Wahlgeschenke sind nichts anderes als die Bestechung der Wähler mit ihrem eigenem Geld. Wähler wissen das. Sie wollen darum keine wilden Wahlversprechen, sondern eine seriöse Politik mit soliden Staatsfinanzen - in Anbetracht der Schuldenkrise zumal. Deutschlands Parteien aber tun in diesem Sommer so als wolle das Wahlvolk bloß den Wühltisch der Wohltaten, als sei Jahrmarkt und Weihnachten auf einmal. Sie werfen mit milliardenschweren Ausgabenprogrammen um sich wie Freibierschreier und Schiffschaukelbremser des Politischen. Es breitet sich ein wahlkämpferischer Bratapfeldunst aus über diesen Wahlkampf, der einen zweifeln läßt, ob Deutschland wirklich noch der Stabilitätsanker in Europa bleiben kann.
Im großen Versprechenskarussell der Rundum-sorglos-Republik ist für jeden etwas dabei: Die CDU verspricht mehr Renten für Mütter, mehr Geld für Kinder, Milliarden für Straßen, WLAN für alle. Rund 30 Milliarden Euro kostet das neue All-inclusive-Paket der Union. Im Vergleich zur SPD ist das freilich noch schwäbisch sparsam. Denn die Sozialdemokraten verkünden seit dieser Woche die 80-Milliarden-Geschenk-Kanone. Vom Ausbau der Stromnetze über neue Schulen und Wohnungen bis zum Breitbandinternet werden blühende Landschaften versprochen: „Deutschland braucht einen Modernisierungsschub durch eine Investitionsoffensive“, verkündet Steinbrück als sei er der Osterhase und der Nikolaus in Personalunion.
Doch selbst das SPD-Schlarraffia ist noch Biedermeier im Vergleich zu den Heilsversprechen der Linkspartei. Deren Wahlprogramm von Mindestlöhnen, Mindestrenten bis mehr Hartz IV würde sogar 160 Milliarden zusätzlich kosten -und zwar jährlich!
--------
ARBEITSANWEISUNG: Nenne bitte die Summe, die das neue Paket der Union laut dem Text über Wahlgeschenke kostet.
--------
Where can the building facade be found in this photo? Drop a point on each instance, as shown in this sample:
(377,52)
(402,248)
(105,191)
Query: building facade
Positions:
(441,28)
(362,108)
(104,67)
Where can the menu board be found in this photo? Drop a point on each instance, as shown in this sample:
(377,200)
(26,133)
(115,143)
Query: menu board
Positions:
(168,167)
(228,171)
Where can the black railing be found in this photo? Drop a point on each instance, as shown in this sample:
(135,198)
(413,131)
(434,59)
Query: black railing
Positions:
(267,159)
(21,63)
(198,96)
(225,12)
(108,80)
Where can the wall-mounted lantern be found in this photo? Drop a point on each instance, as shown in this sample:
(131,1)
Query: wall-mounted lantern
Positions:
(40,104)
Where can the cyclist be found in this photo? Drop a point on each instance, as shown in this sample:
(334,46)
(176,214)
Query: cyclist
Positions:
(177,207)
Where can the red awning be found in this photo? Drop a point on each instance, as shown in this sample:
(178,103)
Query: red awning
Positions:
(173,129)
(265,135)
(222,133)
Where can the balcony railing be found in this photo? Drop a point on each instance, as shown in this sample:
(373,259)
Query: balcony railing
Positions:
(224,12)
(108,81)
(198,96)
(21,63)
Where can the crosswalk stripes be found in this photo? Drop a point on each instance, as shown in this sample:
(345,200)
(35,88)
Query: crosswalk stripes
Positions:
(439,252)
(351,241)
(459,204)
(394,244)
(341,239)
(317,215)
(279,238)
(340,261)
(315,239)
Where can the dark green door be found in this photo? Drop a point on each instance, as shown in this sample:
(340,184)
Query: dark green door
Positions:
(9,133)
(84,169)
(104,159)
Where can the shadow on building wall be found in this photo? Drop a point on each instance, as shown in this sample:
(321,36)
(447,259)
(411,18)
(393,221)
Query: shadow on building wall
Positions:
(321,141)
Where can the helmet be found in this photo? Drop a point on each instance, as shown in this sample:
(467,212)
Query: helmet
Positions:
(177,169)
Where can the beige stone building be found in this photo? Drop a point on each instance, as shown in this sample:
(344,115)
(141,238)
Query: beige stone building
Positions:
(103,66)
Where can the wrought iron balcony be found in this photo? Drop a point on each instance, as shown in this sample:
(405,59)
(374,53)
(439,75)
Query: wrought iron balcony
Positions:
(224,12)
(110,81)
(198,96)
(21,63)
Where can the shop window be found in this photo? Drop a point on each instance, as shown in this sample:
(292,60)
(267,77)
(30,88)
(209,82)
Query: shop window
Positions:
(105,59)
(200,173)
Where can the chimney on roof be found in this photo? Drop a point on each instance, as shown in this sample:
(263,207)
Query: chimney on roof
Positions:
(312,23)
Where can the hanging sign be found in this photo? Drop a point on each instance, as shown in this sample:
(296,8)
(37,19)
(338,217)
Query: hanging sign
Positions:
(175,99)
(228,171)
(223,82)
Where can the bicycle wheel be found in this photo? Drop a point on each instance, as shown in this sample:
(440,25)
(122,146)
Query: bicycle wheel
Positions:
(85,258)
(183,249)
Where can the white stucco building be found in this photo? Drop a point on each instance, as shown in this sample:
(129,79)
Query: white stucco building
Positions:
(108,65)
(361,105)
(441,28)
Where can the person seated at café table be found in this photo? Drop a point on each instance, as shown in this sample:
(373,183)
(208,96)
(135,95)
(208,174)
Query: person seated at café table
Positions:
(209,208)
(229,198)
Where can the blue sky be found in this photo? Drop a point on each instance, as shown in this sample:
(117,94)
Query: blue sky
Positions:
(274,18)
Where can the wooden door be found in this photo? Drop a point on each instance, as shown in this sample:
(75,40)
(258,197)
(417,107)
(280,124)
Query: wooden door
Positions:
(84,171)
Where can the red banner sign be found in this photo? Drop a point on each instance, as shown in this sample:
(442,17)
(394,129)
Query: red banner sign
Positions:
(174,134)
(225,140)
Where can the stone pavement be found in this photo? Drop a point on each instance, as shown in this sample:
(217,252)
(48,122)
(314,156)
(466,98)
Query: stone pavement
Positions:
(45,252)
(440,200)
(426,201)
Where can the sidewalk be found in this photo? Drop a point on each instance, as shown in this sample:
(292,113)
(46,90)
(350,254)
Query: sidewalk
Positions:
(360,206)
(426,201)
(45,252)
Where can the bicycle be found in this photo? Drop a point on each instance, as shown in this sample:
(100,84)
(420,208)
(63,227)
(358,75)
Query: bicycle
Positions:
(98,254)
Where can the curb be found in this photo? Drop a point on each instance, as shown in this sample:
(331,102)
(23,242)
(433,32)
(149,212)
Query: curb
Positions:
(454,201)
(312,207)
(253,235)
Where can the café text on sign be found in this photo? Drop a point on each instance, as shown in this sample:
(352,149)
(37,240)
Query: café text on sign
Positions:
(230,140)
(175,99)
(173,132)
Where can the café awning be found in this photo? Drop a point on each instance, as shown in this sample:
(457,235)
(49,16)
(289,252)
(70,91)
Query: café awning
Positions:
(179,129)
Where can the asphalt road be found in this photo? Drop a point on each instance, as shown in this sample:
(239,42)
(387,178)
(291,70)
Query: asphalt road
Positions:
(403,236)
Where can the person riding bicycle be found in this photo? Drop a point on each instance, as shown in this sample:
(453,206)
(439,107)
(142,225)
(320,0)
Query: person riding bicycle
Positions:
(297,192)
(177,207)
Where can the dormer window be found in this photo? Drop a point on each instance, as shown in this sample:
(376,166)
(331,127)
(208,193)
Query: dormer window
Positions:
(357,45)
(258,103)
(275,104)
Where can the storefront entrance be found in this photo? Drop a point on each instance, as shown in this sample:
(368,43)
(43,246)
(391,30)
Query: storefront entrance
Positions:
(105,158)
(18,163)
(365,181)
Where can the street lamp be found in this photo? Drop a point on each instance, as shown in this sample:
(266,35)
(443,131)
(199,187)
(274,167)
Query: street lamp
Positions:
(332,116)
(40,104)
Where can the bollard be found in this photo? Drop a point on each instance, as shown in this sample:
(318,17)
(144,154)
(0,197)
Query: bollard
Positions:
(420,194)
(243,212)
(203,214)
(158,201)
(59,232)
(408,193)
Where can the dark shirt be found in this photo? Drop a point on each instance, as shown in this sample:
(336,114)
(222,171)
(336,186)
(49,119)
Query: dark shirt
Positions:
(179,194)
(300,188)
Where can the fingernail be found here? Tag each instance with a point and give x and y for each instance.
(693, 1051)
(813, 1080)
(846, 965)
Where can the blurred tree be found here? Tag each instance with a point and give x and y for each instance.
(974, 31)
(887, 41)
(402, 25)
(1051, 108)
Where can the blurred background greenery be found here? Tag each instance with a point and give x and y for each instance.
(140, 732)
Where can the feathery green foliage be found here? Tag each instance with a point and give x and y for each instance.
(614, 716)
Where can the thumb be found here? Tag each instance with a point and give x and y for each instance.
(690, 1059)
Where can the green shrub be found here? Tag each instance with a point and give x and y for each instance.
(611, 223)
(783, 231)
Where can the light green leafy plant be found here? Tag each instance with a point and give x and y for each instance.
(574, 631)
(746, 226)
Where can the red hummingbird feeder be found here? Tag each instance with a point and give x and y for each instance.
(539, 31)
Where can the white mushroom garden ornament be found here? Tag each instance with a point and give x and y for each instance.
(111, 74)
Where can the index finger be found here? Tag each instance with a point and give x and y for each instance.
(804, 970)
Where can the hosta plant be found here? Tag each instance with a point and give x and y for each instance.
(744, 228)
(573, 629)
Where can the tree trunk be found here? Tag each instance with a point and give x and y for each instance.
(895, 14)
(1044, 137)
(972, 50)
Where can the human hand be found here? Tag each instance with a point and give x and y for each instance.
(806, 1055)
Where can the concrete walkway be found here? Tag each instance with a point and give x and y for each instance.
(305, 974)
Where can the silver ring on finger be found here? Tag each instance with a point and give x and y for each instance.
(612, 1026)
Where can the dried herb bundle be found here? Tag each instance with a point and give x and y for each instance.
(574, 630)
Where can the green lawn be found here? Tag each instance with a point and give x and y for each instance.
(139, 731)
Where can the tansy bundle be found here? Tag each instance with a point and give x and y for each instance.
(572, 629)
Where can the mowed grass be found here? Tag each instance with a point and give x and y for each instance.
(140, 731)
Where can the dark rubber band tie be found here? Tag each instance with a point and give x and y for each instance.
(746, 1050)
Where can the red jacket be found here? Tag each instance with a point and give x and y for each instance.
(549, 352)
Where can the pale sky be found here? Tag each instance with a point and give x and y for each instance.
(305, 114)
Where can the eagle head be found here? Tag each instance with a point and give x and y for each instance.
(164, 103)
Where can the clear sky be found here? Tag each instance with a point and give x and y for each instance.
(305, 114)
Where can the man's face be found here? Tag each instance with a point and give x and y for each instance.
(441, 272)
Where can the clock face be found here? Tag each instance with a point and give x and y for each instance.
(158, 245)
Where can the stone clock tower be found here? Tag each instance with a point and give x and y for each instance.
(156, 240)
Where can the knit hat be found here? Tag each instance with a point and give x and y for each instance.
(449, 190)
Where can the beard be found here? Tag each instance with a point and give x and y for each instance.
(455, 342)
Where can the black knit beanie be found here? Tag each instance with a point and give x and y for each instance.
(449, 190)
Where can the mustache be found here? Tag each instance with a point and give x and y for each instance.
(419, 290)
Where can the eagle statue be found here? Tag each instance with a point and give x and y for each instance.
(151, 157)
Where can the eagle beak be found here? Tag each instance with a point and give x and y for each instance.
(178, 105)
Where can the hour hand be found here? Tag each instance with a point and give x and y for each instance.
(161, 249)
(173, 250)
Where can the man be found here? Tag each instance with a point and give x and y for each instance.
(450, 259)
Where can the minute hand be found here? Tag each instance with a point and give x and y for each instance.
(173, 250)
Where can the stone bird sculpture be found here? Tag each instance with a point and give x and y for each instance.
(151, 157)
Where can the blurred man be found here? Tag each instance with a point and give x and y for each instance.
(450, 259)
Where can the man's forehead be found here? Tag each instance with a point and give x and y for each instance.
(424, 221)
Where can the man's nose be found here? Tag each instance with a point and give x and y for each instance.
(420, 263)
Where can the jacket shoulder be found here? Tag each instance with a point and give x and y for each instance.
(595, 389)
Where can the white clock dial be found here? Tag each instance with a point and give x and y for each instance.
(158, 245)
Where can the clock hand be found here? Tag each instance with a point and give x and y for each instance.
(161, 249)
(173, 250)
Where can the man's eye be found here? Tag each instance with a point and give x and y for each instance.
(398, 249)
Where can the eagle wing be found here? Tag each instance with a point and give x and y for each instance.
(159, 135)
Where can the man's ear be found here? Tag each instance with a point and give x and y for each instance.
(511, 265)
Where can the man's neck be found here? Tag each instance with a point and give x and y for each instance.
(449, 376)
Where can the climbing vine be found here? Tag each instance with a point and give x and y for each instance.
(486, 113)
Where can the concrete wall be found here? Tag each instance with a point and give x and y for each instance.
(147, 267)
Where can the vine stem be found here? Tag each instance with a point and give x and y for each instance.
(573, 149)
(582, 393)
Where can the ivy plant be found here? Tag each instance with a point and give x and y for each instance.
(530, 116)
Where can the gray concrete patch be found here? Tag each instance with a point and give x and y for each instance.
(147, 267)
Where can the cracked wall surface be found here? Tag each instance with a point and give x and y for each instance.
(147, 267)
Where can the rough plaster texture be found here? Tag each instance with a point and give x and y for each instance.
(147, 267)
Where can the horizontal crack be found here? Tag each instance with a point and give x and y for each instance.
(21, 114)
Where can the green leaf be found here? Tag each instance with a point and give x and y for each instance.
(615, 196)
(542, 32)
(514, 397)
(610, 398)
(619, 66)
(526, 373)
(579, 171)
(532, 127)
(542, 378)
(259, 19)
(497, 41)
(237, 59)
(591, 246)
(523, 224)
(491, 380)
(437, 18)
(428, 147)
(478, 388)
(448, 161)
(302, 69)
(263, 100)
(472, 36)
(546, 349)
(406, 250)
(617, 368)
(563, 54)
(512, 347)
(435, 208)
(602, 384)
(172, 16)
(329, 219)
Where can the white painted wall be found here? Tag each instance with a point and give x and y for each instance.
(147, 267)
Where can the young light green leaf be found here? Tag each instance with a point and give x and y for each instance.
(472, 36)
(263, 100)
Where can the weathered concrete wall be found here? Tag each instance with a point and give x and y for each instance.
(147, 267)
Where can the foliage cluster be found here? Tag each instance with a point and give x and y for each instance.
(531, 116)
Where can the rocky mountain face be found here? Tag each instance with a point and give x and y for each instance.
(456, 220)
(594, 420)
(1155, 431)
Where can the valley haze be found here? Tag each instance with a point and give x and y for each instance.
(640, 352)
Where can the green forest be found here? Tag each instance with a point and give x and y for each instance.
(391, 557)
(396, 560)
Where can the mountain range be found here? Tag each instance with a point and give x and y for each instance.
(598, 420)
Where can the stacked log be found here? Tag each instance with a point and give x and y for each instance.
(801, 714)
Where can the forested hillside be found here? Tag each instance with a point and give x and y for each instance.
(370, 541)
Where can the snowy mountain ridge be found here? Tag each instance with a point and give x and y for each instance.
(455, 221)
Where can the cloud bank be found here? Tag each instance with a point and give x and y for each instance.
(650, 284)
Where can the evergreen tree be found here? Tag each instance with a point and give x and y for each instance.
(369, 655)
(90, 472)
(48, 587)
--------
AUFGABENERGEBNIS: Rund 30 Milliarden Euro.